[Task description]:
Please say which command the Terraform drift guide gives for seeing drift without touching infrastructure.

[Page extract]:
•••••

How to Detect and Fix Terraform State Drift

Written by Arunav Sarkar | May 11, 2026 1:52:16 PM

Quick Answer

Detect: Run terraform plan -refresh-only to see drift without touching infrastructure.
Fix: Run terraform apply to revert, OR terraform apply -refresh-only + update config to accept the change, OR terraform import for untracked resources.
Prevent: Restrict console access, use remote state with locking, and schedule nightly CI drift checks.
Scale: Use HCP Terraform, Spacelift, or env0 for automated continuous drift monitoring across workspaces.

You write Terraform, you apply it, you merge the PR — and everything matches. Until it doesn’t. A week later, an on-call engineer makes a quick fix in the AWS console at 2 AM. An autoscaler quietly tweaks a resource. A third-party security tool modifies a rule. Terraform’s state file has no idea any of this happened.

The result is infrastructure drift: the quiet gap between what your configuration says should exist and what actually runs in production. Left unchecked, drift causes surprise plan outputs, compliance violations, runaway cloud costs, and the kind of 3 AM incident where nobody can explain why Terraform wants to destroy a database that’s serving live traffic.

In this guide you’ll learn how to detect, diagnose, fix, and prevent Terraform state drift — with working commands, real code examples, CI automation patterns, a compliance angle your security team will appreciate, and a troubleshooting section for the edge cases that burn teams the most.

1. What Is Terraform State Drift?

•••••

[Records]:
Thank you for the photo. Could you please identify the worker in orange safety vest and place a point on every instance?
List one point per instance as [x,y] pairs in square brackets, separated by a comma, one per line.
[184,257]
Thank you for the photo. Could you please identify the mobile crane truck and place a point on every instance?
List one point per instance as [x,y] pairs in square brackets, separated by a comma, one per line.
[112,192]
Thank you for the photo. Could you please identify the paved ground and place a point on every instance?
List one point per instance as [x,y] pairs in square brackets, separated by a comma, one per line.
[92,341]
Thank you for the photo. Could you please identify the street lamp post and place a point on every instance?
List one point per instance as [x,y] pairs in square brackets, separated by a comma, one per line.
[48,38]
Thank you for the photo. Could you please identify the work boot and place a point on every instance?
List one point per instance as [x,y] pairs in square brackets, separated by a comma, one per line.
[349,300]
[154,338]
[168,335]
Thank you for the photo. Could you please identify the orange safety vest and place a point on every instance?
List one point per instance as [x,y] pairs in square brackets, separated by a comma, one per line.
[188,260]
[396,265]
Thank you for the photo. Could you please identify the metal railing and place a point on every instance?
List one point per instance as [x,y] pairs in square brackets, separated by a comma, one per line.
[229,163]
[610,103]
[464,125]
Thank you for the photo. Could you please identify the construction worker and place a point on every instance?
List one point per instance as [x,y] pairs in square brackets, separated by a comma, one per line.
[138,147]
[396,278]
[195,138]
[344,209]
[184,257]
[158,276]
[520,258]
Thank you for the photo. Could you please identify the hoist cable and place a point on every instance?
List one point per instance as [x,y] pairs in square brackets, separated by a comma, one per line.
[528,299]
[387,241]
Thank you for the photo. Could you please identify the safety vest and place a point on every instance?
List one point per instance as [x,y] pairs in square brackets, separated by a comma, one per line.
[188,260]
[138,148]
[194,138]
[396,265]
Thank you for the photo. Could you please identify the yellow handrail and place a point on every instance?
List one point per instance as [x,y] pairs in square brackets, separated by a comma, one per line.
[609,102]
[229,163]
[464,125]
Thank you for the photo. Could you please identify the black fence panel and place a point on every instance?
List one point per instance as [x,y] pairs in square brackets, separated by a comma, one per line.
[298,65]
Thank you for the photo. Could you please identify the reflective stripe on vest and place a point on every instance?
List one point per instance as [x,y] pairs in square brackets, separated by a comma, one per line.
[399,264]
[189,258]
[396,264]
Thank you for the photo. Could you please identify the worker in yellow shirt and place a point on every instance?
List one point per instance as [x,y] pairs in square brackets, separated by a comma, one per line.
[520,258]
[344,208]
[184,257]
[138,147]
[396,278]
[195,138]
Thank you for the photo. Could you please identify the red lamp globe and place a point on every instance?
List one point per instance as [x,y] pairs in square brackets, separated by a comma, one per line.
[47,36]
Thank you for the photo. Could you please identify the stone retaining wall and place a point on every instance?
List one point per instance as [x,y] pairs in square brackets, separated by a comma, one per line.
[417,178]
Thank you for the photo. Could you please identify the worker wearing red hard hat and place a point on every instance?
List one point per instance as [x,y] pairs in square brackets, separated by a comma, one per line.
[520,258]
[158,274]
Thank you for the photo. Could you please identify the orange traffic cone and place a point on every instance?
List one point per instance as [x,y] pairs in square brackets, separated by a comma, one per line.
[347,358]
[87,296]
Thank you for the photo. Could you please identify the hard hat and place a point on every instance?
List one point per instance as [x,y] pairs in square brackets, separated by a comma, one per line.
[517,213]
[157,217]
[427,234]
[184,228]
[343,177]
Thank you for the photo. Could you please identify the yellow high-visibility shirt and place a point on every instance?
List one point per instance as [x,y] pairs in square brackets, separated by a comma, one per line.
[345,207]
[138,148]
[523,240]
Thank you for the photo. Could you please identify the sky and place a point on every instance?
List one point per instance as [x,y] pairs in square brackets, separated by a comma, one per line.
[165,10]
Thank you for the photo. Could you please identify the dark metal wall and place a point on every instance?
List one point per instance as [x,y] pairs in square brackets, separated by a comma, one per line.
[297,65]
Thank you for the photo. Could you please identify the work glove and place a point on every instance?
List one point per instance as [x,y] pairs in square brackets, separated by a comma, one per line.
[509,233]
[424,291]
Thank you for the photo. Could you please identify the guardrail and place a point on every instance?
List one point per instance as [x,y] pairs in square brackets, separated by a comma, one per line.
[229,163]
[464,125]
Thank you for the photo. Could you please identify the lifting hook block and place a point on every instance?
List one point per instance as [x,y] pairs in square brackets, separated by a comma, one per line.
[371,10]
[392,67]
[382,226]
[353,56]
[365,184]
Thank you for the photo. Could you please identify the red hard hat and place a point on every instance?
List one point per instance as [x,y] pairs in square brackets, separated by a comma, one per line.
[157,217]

•••••

[Written response]:
terraform plan -refresh-only